■ SELECTED TEXT ■
┄┄┄┄┄┄┄┄┄┄┄┄┄┄┄┄┄┄┄┄
Election after election, voters are turning against mass incarceration and the war on drugs that sustains it.
In 2020, the people of Arizona, Montana, New Jersey, and South Dakota voted to legalize marijuana, joining 11 other states and the District of Columbia. In Oregon, voters opted to decriminalize possession of all drugs. And even during the deeply divisive Trump administration, bipartisan criminal justice reform managed to pass a Republican Senate and Democratic House to get signed into law.
Slowly but surely, the absurdly large incarcerated population in the U.S. is declining. One noteworthy exception, though, is women.
Since U.S. incarceration peaked in 2008, the number of people in our jails and prisons is down about 8 percent overall. The population of incarcerated women, however, has actually increased about 5 percent during that span. The bulk of this growth is concentrated in jails, where the number of women behind bars is up 15 percent.
Because women make up a relatively small percentage of the incarcerated population, trends in their data can go unnoticed. Most people don’t know the total number of incarcerated women is up 700 percent compared to 40 years ago.
Halting this dangerous ascent should be right at the top of the incoming Biden-Harris administration’s criminal justice agenda.
Both Joe Biden and Kamala Harris have checkered histories when it comes to criminal justice. Biden authored the 1994 crime bill, which was a boon to mass incarceration. And Harris’s self-proclaimed status as the original “progressive prosecutor” during her presidential campaign was forcefully debunked by those familiar with her record.
But have they turned over a new leaf?
Both have recently expressed support for reforming the justice system and are under immense pressure to deliver on that front. They’ll take office at a time when the country appears ready to move past the era of mass incarceration and the war on drugs, and especially the criminalization of marijuana.
┄┄┄┄┄┄┄┄┄┄┄┄┄┄┄┄┄┄┄┄
■ DATA EXTRACT ■

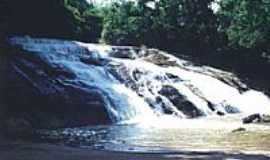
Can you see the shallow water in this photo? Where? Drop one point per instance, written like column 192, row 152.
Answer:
column 205, row 134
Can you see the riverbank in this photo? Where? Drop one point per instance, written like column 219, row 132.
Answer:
column 22, row 150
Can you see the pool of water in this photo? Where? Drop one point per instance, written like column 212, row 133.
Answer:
column 205, row 134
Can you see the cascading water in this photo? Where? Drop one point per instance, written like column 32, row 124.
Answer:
column 142, row 85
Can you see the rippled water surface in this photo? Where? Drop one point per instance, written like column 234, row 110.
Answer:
column 215, row 134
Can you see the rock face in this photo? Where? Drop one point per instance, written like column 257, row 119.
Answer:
column 55, row 83
column 32, row 89
column 256, row 118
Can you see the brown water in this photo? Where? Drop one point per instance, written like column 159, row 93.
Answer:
column 206, row 134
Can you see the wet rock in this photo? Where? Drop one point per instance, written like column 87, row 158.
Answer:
column 180, row 101
column 47, row 95
column 266, row 118
column 220, row 113
column 252, row 118
column 17, row 127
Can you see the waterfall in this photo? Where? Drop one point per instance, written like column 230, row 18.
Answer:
column 145, row 84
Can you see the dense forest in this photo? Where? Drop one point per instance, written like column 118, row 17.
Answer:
column 236, row 36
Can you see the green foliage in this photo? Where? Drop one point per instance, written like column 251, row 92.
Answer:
column 51, row 18
column 165, row 24
column 246, row 22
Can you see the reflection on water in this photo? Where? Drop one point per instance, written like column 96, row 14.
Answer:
column 200, row 134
┄┄┄┄┄┄┄┄┄┄┄┄┄┄┄┄┄┄┄┄
■ WORK ITEM ■
Continue the text on women's incarceration and the Biden-Harris criminal justice agenda, starting after its last sentence. The material is separate from the text on incarceration and drug policy.

■ ANSWER TO THIS PROBLEM ■
Drug-related offenses aren’t the only thing driving up the number of incarcerated women, but they’re the primary charge for over a quarter of women in prison. In fact, drug-related arrests among women today are up 216 percent since 1985 — far more than the 48 percent uptick for men.
Pretrial detention is another major factor. About 60 percent of women in jail have not been convicted of a crime and are awaiting a trial. Being unable to afford bail means they’re locked up solely because they’re poor or low income.
This is an urgent problem, particularly for poor families already hard hit by the pandemic and recession. About 62 percent of women in prison are mothers of minor children. For women in jail, that figure rises to 80 percent. Most of them are the primary caretakers of their children.
Biden and Harris must use their bully pulpit to guide policymakers away from the mistakes of the drug war era. Both of them played a role in mass incarceration, and both owe it to the American people to lead us out of it.
Our country has a chance to chart a new path. Let’s prioritize community-based alternatives to incarceration like rehabilitation programs and reentry services. And let’s stop punishing low-level drug offenses and locking up mothers who can’t make bail.